→ Material to process:
==========

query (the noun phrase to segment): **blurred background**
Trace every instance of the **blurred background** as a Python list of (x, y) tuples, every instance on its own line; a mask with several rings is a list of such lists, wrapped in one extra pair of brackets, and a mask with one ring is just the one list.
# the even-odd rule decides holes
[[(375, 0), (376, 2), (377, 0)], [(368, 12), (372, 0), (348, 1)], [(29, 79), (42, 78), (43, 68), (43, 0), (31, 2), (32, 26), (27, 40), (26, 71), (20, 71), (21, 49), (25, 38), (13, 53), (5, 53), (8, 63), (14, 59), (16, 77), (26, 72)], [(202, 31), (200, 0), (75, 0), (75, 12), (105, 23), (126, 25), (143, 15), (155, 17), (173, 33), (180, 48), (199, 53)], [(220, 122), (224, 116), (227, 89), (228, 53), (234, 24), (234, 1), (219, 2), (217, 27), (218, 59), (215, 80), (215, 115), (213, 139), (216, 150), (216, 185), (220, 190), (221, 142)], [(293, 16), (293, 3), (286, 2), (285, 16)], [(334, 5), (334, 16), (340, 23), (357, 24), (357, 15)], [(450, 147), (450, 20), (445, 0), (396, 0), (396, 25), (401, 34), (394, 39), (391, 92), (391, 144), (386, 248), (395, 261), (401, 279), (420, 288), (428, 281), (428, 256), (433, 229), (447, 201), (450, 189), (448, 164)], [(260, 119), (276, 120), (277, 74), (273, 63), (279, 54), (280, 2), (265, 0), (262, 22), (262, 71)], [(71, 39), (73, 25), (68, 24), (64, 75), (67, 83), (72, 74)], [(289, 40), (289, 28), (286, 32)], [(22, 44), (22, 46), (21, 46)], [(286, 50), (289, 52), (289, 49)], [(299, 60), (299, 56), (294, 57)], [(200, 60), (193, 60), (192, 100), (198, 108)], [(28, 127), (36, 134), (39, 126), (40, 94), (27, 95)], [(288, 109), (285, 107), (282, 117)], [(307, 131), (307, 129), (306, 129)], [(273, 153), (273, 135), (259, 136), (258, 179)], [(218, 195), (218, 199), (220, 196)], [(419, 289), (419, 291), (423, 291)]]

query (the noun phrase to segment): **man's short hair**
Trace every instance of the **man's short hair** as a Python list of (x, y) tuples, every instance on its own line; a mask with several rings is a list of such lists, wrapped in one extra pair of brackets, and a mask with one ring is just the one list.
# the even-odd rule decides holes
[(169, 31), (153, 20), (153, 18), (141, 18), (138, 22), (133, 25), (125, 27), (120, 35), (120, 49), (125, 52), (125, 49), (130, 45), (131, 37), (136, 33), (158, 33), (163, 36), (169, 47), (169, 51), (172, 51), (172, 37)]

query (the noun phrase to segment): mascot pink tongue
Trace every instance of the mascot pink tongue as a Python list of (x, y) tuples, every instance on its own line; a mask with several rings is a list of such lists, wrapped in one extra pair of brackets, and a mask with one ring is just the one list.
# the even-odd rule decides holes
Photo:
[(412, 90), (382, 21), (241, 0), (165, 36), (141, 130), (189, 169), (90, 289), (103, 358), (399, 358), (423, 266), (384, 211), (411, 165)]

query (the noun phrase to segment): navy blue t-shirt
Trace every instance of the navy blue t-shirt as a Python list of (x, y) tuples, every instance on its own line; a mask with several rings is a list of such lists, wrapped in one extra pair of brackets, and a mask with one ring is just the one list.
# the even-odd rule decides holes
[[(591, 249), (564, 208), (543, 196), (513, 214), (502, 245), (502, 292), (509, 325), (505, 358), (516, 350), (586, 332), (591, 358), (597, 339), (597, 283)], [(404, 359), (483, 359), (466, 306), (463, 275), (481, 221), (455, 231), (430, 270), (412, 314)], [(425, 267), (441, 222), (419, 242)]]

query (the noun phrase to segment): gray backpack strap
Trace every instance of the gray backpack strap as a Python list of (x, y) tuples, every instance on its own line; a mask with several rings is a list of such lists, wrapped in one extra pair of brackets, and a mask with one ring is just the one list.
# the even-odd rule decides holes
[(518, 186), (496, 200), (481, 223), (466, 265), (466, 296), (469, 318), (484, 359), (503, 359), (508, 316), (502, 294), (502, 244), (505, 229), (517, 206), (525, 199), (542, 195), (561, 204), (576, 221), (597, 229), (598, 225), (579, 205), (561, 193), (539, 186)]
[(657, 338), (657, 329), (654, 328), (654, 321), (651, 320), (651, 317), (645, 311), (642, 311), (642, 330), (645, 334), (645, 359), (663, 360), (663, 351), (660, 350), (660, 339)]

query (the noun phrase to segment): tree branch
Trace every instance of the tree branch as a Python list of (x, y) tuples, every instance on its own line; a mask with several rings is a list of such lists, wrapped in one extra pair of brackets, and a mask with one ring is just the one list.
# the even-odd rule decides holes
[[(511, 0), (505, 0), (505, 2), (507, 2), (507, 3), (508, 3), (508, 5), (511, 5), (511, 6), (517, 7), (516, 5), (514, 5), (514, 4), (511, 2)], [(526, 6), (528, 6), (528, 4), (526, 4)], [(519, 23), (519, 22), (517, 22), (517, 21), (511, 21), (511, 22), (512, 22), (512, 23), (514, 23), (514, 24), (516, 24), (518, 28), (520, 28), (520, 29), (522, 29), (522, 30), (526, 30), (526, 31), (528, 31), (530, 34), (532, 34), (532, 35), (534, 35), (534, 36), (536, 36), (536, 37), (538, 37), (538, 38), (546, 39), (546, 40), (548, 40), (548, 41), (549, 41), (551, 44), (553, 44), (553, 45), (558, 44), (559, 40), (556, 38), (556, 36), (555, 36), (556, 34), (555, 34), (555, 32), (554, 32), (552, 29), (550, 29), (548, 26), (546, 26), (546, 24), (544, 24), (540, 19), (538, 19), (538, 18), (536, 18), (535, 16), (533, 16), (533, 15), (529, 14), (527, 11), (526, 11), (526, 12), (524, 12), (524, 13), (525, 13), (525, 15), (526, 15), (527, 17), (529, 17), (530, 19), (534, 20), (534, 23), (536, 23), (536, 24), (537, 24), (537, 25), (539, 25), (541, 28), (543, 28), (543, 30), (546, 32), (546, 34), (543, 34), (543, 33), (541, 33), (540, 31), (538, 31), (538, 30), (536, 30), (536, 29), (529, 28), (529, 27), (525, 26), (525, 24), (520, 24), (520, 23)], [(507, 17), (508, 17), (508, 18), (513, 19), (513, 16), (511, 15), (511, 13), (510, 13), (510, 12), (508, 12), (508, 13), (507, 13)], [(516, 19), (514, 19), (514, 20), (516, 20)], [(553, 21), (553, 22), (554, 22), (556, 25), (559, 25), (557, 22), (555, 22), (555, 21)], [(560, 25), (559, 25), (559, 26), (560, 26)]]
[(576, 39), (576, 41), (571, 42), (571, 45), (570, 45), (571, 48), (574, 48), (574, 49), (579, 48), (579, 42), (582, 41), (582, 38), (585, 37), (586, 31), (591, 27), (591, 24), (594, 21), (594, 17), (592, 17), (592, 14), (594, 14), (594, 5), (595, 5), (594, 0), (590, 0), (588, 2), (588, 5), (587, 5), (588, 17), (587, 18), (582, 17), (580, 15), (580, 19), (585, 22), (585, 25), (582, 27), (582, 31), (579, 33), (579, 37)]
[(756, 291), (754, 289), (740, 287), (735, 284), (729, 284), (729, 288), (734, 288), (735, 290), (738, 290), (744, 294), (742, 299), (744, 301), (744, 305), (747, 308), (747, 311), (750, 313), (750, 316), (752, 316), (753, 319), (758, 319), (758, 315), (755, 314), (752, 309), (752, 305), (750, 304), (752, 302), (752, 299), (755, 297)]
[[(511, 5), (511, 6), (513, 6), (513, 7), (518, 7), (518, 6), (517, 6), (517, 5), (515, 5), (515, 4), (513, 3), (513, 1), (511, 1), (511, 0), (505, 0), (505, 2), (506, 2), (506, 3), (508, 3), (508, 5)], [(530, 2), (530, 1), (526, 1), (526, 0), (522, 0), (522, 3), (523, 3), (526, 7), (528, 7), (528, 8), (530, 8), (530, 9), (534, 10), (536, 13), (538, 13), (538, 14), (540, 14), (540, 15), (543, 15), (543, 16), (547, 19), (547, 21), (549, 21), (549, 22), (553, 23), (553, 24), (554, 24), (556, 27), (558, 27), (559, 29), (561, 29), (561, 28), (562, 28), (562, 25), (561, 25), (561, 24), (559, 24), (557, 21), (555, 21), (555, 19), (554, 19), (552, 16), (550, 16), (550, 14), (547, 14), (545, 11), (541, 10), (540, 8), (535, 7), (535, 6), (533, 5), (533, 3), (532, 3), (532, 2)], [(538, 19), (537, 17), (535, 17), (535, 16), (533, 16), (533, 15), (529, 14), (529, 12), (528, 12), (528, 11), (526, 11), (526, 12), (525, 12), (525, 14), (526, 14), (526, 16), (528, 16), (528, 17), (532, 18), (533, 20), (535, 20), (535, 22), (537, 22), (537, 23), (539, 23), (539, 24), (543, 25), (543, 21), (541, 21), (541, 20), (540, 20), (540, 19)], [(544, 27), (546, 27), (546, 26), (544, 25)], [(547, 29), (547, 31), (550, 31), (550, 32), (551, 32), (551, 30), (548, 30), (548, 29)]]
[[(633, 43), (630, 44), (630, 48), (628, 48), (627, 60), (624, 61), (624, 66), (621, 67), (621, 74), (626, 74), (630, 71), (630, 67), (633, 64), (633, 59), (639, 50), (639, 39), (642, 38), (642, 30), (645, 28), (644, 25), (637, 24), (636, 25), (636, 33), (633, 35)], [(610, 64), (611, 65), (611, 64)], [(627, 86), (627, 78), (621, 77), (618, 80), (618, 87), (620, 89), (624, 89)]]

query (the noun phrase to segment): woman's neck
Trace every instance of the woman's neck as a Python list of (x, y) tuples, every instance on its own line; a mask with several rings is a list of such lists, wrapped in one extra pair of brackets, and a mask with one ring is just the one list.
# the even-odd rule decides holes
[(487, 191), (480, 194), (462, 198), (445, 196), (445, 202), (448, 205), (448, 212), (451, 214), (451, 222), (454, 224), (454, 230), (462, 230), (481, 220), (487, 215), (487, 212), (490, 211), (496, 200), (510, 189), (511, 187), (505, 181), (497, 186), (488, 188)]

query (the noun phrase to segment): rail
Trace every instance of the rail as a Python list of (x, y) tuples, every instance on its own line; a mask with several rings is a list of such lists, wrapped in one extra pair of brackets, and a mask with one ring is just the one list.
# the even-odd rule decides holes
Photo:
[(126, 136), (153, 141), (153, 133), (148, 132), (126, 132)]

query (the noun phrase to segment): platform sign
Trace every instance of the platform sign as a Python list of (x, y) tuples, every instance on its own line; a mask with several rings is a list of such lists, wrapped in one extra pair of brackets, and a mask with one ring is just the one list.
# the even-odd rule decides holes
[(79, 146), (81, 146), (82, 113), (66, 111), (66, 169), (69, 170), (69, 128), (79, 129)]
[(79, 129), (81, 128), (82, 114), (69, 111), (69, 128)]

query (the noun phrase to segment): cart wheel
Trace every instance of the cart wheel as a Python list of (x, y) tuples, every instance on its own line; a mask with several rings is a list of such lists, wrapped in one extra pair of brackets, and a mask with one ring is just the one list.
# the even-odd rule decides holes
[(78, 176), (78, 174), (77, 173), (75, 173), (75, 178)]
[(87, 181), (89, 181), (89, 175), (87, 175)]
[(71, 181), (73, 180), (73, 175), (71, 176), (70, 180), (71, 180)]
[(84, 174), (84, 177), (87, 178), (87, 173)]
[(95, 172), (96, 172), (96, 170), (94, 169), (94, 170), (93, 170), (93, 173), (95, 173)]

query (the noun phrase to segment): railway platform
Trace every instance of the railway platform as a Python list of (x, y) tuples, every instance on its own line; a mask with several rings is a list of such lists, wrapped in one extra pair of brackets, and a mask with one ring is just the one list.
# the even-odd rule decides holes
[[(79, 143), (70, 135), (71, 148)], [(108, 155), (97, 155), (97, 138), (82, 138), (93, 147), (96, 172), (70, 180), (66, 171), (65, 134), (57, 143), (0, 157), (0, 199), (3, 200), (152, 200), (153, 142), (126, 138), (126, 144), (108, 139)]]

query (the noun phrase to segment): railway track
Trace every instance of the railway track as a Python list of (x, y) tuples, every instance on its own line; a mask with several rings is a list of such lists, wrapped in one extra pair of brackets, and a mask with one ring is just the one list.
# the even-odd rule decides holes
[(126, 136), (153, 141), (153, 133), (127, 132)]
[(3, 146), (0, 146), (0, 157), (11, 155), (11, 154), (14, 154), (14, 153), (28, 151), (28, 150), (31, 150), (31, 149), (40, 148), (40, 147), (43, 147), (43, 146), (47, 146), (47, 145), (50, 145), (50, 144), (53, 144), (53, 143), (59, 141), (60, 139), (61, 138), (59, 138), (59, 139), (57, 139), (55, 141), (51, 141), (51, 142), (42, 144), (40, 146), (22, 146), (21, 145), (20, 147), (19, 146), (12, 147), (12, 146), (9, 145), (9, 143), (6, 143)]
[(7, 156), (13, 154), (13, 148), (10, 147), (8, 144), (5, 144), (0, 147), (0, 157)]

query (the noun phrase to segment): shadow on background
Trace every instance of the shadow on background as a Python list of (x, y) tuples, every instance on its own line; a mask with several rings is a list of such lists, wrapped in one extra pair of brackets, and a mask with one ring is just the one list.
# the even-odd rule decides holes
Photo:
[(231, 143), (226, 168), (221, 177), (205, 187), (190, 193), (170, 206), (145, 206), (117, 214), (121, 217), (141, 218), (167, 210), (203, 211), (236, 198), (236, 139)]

==========

→ Instructions for the task:
Transcribe the material exactly, stopping after the "Trace every instance of the **blurred" line.

→ Answer below:
query (the noun phrase to segment): **blurred background**
Trace every instance of the **blurred background** as a Python list of (x, y) tuples, every instance on its own line; a mask with several rings is a list of such lists, wrapped in one extra pair of brackets, and a mask with one ring is just the one list.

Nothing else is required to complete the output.